(Challenge): Please rewrite the rows, starting at the first one and ending at the one that contains "0,86 -> 599,400". Scale every box coordinate in the answers by 0.5 and round to whole numbers with halves going up, keep the requests and their sample boxes unchanged, and leave the pictures out.

(Dataset extract):
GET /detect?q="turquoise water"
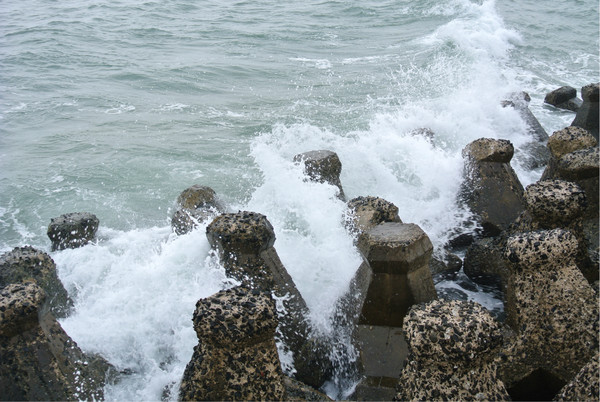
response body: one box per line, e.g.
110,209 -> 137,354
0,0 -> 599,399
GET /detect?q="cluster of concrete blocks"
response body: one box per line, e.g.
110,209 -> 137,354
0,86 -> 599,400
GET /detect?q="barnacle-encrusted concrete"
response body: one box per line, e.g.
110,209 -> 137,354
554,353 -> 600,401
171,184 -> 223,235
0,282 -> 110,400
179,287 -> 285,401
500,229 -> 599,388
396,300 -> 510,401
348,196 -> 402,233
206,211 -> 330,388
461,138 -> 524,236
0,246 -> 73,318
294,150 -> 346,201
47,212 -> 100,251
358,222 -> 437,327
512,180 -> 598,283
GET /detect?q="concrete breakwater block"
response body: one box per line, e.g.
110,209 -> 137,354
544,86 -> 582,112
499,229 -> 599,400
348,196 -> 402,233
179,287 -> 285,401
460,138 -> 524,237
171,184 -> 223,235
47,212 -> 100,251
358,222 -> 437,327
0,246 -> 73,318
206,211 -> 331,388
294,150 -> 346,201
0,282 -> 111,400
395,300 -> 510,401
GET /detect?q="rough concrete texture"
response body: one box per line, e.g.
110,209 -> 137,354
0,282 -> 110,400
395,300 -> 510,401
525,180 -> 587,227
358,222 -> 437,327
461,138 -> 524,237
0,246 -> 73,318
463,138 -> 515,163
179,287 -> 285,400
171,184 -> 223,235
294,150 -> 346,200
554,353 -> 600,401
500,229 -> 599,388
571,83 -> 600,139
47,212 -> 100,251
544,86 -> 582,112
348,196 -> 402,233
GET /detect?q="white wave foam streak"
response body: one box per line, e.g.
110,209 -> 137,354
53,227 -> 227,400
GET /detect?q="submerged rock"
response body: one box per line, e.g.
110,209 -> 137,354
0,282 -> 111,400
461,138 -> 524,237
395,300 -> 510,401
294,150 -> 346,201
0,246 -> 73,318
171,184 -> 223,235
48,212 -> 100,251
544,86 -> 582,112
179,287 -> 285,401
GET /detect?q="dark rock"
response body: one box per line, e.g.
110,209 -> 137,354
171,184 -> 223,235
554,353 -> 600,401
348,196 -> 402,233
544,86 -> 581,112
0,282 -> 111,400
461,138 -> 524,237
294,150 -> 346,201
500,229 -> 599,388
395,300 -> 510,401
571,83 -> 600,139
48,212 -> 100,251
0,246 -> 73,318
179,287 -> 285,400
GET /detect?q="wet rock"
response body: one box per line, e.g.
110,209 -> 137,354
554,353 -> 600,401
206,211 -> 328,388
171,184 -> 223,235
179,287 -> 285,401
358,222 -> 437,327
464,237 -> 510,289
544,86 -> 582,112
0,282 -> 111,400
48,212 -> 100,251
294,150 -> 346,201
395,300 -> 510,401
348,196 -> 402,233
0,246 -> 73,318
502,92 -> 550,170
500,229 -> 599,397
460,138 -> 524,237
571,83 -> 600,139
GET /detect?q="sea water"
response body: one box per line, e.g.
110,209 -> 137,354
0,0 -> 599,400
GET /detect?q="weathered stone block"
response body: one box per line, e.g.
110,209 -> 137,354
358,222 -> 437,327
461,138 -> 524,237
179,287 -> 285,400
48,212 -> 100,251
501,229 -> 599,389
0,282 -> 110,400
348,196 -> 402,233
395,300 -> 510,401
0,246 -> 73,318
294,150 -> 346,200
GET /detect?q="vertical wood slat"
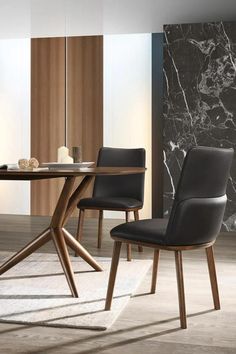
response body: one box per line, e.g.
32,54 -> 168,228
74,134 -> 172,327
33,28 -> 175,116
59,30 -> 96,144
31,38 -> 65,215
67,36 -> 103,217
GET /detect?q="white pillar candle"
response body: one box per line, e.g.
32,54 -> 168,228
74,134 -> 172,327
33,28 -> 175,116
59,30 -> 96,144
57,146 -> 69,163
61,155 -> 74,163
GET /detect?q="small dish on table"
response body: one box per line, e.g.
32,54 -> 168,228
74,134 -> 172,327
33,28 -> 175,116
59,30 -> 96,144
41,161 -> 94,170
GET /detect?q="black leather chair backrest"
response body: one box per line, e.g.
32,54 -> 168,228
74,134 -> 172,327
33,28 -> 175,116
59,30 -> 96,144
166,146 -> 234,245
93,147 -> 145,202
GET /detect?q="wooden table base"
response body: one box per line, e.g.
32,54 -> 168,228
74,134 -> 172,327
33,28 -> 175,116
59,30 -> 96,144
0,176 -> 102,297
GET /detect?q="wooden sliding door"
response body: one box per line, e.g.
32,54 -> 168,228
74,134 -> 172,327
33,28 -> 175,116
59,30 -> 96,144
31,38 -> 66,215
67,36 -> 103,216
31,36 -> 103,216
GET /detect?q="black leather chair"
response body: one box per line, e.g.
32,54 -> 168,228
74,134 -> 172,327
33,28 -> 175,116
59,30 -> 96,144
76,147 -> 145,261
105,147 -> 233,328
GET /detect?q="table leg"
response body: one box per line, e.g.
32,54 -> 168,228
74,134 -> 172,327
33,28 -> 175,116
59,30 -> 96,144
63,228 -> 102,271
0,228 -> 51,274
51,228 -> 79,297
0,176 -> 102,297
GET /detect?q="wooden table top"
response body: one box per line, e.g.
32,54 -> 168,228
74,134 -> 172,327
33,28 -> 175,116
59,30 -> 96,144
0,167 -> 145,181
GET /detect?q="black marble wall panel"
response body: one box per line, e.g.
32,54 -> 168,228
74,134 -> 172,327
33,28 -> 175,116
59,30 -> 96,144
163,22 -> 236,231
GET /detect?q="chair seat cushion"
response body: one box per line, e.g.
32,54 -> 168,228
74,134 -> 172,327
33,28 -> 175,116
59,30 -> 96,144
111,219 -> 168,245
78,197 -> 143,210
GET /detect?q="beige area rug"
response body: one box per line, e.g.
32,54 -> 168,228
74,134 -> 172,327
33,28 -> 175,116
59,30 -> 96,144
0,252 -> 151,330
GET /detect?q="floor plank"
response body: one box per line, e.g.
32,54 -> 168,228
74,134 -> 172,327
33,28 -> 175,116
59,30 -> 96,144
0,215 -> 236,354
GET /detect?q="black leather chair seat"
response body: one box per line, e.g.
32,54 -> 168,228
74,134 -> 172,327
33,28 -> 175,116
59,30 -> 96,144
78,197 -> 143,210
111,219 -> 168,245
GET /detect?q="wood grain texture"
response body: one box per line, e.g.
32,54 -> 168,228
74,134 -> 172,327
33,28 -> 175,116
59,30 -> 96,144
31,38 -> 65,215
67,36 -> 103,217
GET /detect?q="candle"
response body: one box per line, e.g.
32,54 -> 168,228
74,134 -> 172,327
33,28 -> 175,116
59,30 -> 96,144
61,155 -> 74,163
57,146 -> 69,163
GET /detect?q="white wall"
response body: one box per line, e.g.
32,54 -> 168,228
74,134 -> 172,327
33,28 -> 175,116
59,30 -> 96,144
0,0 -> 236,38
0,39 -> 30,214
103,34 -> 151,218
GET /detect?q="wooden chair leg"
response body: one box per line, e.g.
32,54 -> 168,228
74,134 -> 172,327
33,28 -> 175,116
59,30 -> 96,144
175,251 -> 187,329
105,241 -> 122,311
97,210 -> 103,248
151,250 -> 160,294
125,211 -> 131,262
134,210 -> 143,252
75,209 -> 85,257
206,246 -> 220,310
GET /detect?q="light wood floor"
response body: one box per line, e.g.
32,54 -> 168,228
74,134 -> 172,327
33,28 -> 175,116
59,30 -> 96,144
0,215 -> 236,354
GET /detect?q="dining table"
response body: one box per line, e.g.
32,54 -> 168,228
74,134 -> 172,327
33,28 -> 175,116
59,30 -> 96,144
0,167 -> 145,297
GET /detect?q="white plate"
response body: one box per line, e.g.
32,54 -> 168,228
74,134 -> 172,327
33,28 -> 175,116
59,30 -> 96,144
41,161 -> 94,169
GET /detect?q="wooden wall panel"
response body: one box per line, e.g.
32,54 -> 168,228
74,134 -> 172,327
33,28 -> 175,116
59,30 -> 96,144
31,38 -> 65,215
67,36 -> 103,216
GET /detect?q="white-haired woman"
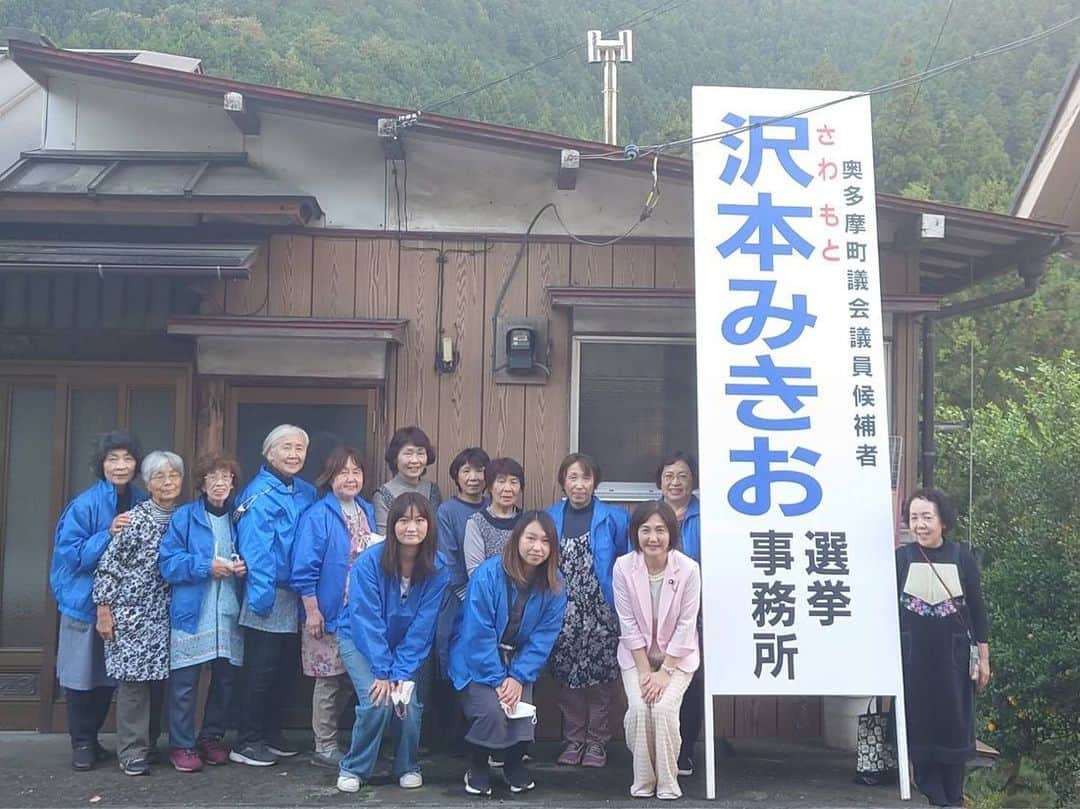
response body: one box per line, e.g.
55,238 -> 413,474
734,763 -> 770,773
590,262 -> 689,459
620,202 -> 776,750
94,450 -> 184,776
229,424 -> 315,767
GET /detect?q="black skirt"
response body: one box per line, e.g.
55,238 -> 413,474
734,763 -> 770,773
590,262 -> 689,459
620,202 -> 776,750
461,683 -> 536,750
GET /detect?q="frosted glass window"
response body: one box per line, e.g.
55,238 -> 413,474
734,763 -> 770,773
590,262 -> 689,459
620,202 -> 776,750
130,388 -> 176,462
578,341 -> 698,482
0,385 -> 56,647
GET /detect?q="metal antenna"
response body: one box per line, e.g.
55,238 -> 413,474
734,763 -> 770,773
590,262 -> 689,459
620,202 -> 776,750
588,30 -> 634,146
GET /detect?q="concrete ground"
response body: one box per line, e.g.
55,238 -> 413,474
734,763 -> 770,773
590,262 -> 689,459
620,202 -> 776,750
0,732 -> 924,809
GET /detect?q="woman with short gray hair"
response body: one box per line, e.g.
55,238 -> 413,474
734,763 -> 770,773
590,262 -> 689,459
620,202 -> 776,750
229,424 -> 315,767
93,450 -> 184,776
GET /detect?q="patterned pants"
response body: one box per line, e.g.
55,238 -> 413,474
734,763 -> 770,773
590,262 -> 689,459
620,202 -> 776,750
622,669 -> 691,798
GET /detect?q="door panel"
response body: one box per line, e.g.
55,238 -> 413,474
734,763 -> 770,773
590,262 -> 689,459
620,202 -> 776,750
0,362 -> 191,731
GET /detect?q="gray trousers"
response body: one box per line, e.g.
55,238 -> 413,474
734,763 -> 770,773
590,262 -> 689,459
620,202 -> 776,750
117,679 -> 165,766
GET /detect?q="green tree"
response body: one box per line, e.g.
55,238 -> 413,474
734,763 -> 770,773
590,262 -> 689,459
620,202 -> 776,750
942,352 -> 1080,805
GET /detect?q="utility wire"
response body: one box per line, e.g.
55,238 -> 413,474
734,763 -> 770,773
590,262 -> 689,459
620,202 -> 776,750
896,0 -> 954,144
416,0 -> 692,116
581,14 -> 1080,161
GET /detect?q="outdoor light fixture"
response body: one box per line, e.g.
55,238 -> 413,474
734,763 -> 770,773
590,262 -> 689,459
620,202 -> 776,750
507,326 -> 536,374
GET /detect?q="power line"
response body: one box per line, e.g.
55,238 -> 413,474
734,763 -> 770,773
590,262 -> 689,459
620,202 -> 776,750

(Written reply):
GET /detect?q="turquoise water"
response body: one box per line, e.g.
110,209 -> 137,354
0,0 -> 300,200
GET /detect?q="cluster of concrete blocks"
response body: one box per line, e.g.
110,209 -> 137,354
0,43 -> 300,200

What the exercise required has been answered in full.